EXERCISE AIM: Substitute "a single point per instance" for "one dot per instance" in the items running from the line containing "Target: cat's white paw" through the line containing "column 844, row 792", and reproduce only those lines with every other detail unchanged.

RECORD EXTRACTS:

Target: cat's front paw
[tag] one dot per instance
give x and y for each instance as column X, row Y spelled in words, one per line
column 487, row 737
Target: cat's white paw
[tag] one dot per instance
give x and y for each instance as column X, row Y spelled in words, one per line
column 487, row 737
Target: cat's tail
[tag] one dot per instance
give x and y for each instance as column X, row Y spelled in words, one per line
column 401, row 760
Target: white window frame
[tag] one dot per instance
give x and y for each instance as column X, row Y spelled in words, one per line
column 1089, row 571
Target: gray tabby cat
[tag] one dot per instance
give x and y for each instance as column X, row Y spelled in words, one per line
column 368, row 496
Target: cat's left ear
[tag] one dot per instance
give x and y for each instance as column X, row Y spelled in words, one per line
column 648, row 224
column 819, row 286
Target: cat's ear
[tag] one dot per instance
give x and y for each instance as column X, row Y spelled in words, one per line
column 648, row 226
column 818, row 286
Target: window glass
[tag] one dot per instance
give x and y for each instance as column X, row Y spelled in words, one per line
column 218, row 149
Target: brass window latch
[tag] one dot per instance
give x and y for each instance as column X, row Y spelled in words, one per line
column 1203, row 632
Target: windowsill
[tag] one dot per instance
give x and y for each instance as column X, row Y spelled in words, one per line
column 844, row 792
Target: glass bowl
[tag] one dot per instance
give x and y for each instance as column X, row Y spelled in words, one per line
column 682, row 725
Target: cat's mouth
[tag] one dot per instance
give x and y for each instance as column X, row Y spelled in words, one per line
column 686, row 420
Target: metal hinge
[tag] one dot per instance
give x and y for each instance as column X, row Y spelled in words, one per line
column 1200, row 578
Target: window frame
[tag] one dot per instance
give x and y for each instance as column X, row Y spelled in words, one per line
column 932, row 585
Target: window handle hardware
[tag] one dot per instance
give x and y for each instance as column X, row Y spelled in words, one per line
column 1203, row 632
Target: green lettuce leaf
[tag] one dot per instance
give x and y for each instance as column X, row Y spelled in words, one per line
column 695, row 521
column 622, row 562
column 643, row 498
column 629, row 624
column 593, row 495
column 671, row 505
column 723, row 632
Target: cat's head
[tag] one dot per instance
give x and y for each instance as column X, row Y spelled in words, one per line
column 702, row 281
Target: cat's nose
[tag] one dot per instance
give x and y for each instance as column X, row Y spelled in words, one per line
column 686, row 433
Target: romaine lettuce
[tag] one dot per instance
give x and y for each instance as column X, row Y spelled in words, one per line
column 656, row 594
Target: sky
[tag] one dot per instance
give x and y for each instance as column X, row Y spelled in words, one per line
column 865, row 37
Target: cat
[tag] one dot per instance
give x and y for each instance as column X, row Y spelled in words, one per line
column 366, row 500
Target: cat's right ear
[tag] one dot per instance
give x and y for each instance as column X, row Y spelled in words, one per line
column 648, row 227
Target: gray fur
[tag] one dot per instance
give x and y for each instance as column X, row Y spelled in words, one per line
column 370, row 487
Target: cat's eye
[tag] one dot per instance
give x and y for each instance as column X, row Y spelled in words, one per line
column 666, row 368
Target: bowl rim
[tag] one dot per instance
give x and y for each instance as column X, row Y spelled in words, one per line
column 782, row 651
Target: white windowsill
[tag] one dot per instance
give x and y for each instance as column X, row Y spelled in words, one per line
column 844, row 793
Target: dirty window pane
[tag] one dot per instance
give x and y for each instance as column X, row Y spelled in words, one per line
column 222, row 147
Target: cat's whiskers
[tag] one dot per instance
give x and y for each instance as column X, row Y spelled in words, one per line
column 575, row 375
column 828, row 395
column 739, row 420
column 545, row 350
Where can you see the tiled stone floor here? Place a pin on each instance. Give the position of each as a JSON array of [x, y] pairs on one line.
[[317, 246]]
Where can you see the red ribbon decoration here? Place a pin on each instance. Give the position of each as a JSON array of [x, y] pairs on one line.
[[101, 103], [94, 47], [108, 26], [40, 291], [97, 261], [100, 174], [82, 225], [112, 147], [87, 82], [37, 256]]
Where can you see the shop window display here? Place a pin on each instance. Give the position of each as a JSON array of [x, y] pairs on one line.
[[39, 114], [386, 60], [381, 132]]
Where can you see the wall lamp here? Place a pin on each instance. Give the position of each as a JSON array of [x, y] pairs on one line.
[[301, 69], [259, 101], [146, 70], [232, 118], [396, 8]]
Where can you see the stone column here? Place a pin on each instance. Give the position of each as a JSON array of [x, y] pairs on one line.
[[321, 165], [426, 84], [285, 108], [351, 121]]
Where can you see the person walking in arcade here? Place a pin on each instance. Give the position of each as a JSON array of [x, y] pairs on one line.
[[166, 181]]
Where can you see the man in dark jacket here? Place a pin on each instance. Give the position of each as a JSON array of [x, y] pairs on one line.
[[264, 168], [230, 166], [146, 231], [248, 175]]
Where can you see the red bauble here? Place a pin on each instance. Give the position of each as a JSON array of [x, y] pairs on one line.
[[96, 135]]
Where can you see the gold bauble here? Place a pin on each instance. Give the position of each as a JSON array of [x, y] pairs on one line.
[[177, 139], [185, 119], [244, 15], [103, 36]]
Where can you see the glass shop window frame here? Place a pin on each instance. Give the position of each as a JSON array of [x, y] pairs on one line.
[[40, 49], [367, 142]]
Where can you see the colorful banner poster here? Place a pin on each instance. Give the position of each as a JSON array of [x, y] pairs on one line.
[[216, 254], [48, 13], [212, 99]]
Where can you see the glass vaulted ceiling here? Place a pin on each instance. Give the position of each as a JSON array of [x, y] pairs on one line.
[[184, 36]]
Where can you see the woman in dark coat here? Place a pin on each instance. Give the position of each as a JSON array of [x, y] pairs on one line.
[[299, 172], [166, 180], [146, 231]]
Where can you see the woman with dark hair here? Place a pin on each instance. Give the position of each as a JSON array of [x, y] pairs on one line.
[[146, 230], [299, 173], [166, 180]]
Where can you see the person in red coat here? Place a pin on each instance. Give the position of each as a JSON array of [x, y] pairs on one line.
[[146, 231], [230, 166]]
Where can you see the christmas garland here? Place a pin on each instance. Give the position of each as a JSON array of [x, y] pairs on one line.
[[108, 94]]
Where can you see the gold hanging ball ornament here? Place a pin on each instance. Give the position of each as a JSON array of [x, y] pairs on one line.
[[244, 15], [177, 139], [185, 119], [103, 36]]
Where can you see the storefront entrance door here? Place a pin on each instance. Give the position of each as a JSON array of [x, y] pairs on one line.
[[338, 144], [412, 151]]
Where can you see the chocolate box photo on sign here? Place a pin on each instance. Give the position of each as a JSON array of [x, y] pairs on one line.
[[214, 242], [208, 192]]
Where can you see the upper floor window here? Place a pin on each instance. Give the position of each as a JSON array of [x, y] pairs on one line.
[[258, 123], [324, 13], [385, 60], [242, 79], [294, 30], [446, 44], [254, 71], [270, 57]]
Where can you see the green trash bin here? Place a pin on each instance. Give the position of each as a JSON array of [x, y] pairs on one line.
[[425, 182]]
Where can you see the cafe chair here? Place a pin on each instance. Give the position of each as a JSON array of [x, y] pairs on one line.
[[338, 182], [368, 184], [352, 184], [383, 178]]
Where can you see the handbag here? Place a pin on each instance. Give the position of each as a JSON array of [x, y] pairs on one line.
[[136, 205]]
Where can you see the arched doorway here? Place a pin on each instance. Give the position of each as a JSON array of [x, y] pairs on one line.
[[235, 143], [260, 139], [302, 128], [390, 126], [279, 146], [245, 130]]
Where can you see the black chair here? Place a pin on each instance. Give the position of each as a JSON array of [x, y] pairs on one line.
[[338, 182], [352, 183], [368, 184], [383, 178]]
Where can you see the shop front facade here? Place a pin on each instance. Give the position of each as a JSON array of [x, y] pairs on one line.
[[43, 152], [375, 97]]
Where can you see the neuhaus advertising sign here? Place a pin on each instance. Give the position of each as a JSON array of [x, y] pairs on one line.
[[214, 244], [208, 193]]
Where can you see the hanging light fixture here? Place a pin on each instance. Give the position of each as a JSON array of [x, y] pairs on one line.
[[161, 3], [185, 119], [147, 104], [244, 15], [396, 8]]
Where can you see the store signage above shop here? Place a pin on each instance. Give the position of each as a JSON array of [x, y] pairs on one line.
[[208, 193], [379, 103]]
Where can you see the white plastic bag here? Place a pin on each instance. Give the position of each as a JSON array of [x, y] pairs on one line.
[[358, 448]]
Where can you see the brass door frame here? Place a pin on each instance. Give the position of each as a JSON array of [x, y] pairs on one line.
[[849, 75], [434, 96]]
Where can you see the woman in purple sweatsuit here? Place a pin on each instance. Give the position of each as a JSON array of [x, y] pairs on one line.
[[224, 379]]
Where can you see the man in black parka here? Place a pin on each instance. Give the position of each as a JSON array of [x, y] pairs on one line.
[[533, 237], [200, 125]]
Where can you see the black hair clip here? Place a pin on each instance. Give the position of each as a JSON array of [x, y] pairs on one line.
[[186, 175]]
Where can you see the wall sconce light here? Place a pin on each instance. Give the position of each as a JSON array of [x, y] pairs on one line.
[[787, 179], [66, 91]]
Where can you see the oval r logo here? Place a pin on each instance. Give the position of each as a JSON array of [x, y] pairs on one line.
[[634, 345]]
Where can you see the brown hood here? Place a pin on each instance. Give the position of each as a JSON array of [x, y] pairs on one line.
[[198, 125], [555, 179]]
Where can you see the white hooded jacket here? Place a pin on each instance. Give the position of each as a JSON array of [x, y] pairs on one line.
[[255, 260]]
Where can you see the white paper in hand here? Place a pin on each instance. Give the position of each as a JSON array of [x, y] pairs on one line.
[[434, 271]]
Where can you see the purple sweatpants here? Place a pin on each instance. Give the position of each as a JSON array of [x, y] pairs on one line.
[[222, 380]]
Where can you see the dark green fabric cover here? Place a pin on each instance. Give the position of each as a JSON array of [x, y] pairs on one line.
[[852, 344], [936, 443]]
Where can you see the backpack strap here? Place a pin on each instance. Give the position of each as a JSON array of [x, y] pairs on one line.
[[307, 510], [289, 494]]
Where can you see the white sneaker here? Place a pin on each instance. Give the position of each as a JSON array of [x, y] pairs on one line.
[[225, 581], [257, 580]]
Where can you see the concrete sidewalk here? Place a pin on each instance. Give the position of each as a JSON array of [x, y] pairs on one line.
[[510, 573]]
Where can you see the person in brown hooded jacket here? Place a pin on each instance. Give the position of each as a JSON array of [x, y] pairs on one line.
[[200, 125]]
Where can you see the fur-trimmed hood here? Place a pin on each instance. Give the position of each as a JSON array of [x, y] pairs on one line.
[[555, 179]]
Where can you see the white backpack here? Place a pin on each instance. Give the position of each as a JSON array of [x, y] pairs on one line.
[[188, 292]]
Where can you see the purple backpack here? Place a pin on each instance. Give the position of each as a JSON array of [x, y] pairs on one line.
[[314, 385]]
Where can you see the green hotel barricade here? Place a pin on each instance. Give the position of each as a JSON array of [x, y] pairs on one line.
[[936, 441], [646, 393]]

RESPONSE:
Target: cat's white paw
[tag] a single point per instance
give x and y for each instance as column X, row Y spelled in words, one per line
column 487, row 737
Target: cat's tail
[tag] a single point per instance
give x and y for each instance as column X, row Y spelled in words, one per line
column 401, row 760
Target: white window frame
[tag] a single point per instance
give x and y for each instance as column X, row Y spelled in words, one per line
column 1089, row 571
Target: gray tabby cat
[tag] a single point per instance
give x and y for each instance as column X, row Y spelled in words, one per line
column 368, row 496
Target: cat's left ear
[tag] a single point per instance
give x and y for each instance as column X, row Y spelled in words, one per line
column 648, row 224
column 819, row 286
Target: cat's ear
[tag] a single point per instance
give x and y for each instance as column X, row Y spelled in words, one per line
column 648, row 226
column 818, row 286
Target: window glass
[tag] a single point per instance
give x and y for each instance as column X, row Y spelled in words, one per line
column 218, row 149
Target: brass window latch
[tag] a single point per instance
give x and y for each instance as column X, row Y spelled in words, one per line
column 1203, row 632
Target: windowsill
[tag] a single point per instance
give x and y for each instance as column X, row Y spelled in words, one per line
column 844, row 792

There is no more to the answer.